- _Challenge A_: According to the Star Trek discussion, which arrangement of the main title music was used in seasons 2 and 3?
- _Challenge B_: Summarize the Star Trek discussion in two sentences.
- _Challenge C_: Continue the Star Trek discussion from its final sentence.

- _Provided passage_:
- - - - - - -

The one which begins with "I am in receipt of a memo from some character using the pseudonym D.C. Fontana" (and then subsequently refering to the name D.C. Fontanta in quotation marks all the way through the rest of the memo) is one that always raises a chuckle from me. :)

There aren't any quotation marks around Fontana's name in that memo (see The Making of Star Trek, p. 165). You may be conflating it with a memo referring to first-season story editor John D.F. Black, whom he referred to as John "D.F." Black and jokingly accused of ripping off Dorothy Fontana's initials. I can't seem to find the page that one's on, though.


Anyone have any further knowledge pertaining to the main title music being changed to eliminate the soprano?

All I know is what's on the CD set, which I believe is correct: the first season used the electric-violin version arranged by Courage followed by the cello version arranged by Steiner, and the soprano version arr. Courage was used in season 2 and again (in a new performance conducted by Wilbur Hatch) in season 3. So this seems to be a case where Justman & Solow simply got it wrong.
 
Is it possible they confused a decision about the end title arrangement with the main title? There seems to be several variations on that as well.

I'd check the episodes themselves, but my Blu-Ray sets are in storage (and their soundtracks are not quite the same as the original broadcasts; as far as I know those are only available on Laser Disc, which I don't have access to) and on Netflix the main title is the one newly recorded for the remastered versions in 2006.*

*I think that's the right date.

Solow repeats this story about dropping the soprano version in his Archive of American Television interview (from 2008).
 
Is it possible they confused a decision about the end title arrangement with the main title? There seems to be several variations on that as well.

No, the end title variations correspond to the main title ones -- after all, it would've made sense to record them in the same sessions.


Solow repeats this story about dropping the soprano version in his Archive of American Television interview (from 2008).

- - - - - - -

- _Available data_:
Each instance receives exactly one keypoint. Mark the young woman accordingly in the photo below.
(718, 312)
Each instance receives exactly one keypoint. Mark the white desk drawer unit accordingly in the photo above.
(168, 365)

- - - - - - -

- _Reply A_: The soprano version arranged by Courage, with a new performance conducted by Wilbur Hatch in season 3.

- _Reply B_: One poster says a memo did not put D.C. Fontana's name in quotation marks and suggests a mix-up with a memo that called story editor John D.F. Black John "D.F." Black. The thread also rejects the claim that the soprano version of the main title music was dropped, since the CD set shows it was used in seasons 2 and 3, although Solow repeats the story in a 2008 interview.

- _Reply C_:
Sometimes people forget the order in which two things happened. A while back I saw an interview with Leonard Nimoy from a few years ago in which he talked about his time on Mission: Impossible, and one of the numerous factual errors in his recollections was his claim that Lesley Ann Warren was his co-star in the first of the two seasons he did, when in fact it was the second. Given the choice between an oral account decades after the fact and documentation from the time, you go for the documentation. The people who put together the soundtrack box set had access to the original master tapes, sheet music, documentation, and written records -- that's about as primary a source as it's possible to get. Solow just seems to have been going from memory. There were other claims in the book that he backed up with documents and records from the time, but this doesn't seem to have been one of them. The box set's ordering of the title cues is based on primary documents, so it's the more reliable source.
 
One thing I do like about Inside Star Trek is the almost casually conversational tone of the whole book. While you're reading it, you really do feel like you're at a table with Solow and Justman, just listening to their recollections of events.
 
Anyone have any further knowledge pertaining to the main title music being changed to eliminate the soprano?


The soprano was heard in the main title for the first pilot, but dropped until season 2. They probably just misremembered the timing.
 
Is it possible they confused a decision about the end title arrangement with the main title? There seems to be several variations on that as well.

No, the end title variations correspond to the main title ones -- after all, it would've made sense to record them in the same sessions.

You're right, but for some reason, they switched back to the 2nd season end titles for the last few episodes of the 3rd season.

Sadly none of the video releases restored the electric violin end titles to the episodes that had the e.v. main theme. When the DVDs stuck the first orchestration on the earlier episodes, they left the end credits as the cello version. Not counting Where No Man Has Gone Before, of course, which always carried it before TOS-R. I understand the DVD electric violin version placement isn't correct anyway.

The soprano was heard in the main title for the first pilot, but dropped until season 2. They probably just misremembered the timing.

Strange they didn't have documentation for that. Or they were just so certain of their recollections, they didn't bother to check. However, it does seem they misremembered a few things about the music, specifically. Even though we have the CDs now, it was always easy to just pop in an episode to see what music went where and who composed it (i.e. Sandy Courage and the third season).
 
The one which begins with "I am in receipt of a memo from some character using the pseudonym D.C. Fontana" (and then subsequently refering to the name D.C. Fontanta in quotation marks all the way through the rest of the memo) is one that always raises a chuckle from me. :)

There aren't any quotation marks around Fontana's name in that memo (see The Making of Star Trek, p. 165). You may be conflating it with a memo referring to first-season story editor John D.F. Black, whom he referred to as John "D.F." Black and jokingly accused of ripping off Dorothy Fontana's initials. I can't seem to find the page that one's on, though.

You are quite correct Christopher, I definitely appear to have got those two instances mixed up in my mind. It shows how easily it can happen though, I suppose. :)
 
I case anyone is interested, I've spun off the idea of this thread into a blog. My current plan is to post a new topic once a week, work (and ideas) permitting.

http://startrekfactcheck.blogspot.com/

I've written a handful of things for blogs run by other people, but I've never run a blog myself, so input is always welcome.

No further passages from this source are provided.